● **AUFGABE A**
Schreib alle Themen auf, die in der Buchbesprechung hinter „Themen:“ genannt werden.

● **TEXTAUSZUG**
========
Godehardt, Birgit / List H.-U. (Hrsg.): Vernetztes Arbeiten und Lernen

Godehardt, Birgit / List H.-U. (Hrsg.): Vernetztes Arbeiten und Lernen, Hüthig Verlag Heidelberg 1999. 250 Seiten.

Themen: Telearbeit, Telecenter, Telekooperation, Teleteaching.

Abstract
Anhand einer Erhebung wird von C. Klinge, J. Schuchardt, R. Bokai, R. Pollmann der Stand von Telearbeit, Telekooperation und Teleteaching in Nordrhein-Westfalen dargestellt.

Inhaltsverzeichnis
1 Vorwort
2 Einleitung
3 Untersuchungskonzeption
4 Telearbeit, Telekooperation und Teleteaching im Überblick
5 Meinungsbilder
6 Die Technik für Telearbeit, Telekooperation und Teleteaching
7 Rechtliche Aspekte der Telearbeit
8 Organisatorische Aspekte bei der Einführung
9 Handlungsempfehlungen
10 Schlussbetrachtung

Bewertung
Eine gediegene, an Neuem allerdings arme Studie.
========
● **DATENZEILEN**

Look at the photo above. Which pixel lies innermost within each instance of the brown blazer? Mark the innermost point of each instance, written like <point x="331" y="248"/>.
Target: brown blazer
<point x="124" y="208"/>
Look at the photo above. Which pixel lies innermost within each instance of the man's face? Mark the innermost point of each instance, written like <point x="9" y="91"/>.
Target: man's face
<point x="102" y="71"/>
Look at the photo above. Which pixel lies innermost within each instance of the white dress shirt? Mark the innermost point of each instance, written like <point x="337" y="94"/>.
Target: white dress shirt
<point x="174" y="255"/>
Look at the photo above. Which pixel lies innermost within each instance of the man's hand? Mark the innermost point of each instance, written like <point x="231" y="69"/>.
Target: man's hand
========
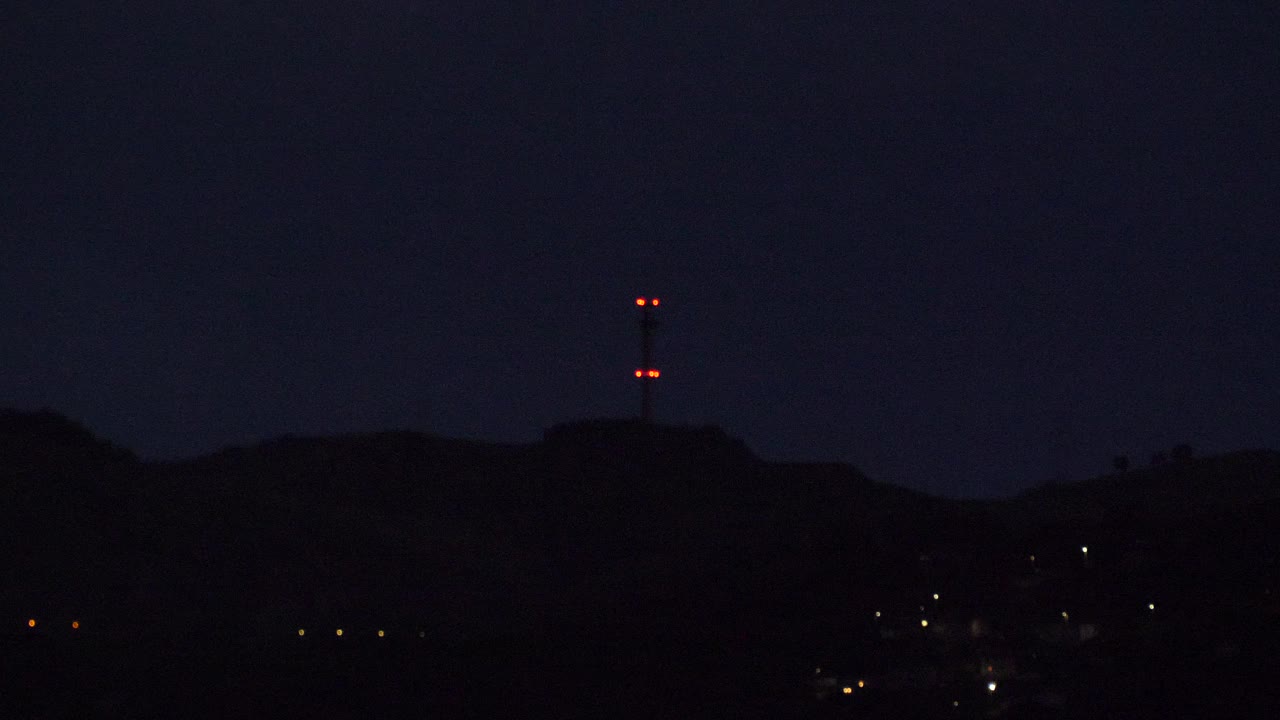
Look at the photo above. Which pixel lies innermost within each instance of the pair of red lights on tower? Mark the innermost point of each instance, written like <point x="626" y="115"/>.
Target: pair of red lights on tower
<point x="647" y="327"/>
========
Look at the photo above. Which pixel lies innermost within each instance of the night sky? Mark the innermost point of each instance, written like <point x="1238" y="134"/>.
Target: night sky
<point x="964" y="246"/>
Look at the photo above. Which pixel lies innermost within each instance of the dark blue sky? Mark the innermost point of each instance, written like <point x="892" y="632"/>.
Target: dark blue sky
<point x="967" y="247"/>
========
● **AUFGABE B**
Gib jede Zeile der Liste zurück, in der das Wort „written“ vorkommt. Groß- und Kleinschreibung zählt.

● **LÖSUNG A**
Telearbeit, Telecenter, Telekooperation, Teleteaching

● **LÖSUNG B**
Look at the photo above. Which pixel lies innermost within each instance of the brown blazer? Mark the innermost point of each instance, written like <point x="331" y="248"/>.
Look at the photo above. Which pixel lies innermost within each instance of the man's face? Mark the innermost point of each instance, written like <point x="9" y="91"/>.
Look at the photo above. Which pixel lies innermost within each instance of the white dress shirt? Mark the innermost point of each instance, written like <point x="337" y="94"/>.
Look at the photo above. Which pixel lies innermost within each instance of the man's hand? Mark the innermost point of each instance, written like <point x="231" y="69"/>.
Look at the photo above. Which pixel lies innermost within each instance of the pair of red lights on tower? Mark the innermost point of each instance, written like <point x="626" y="115"/>.
Look at the photo above. Which pixel lies innermost within each instance of the night sky? Mark the innermost point of each instance, written like <point x="1238" y="134"/>.
Look at the photo above. Which pixel lies innermost within each instance of the dark blue sky? Mark the innermost point of each instance, written like <point x="892" y="632"/>.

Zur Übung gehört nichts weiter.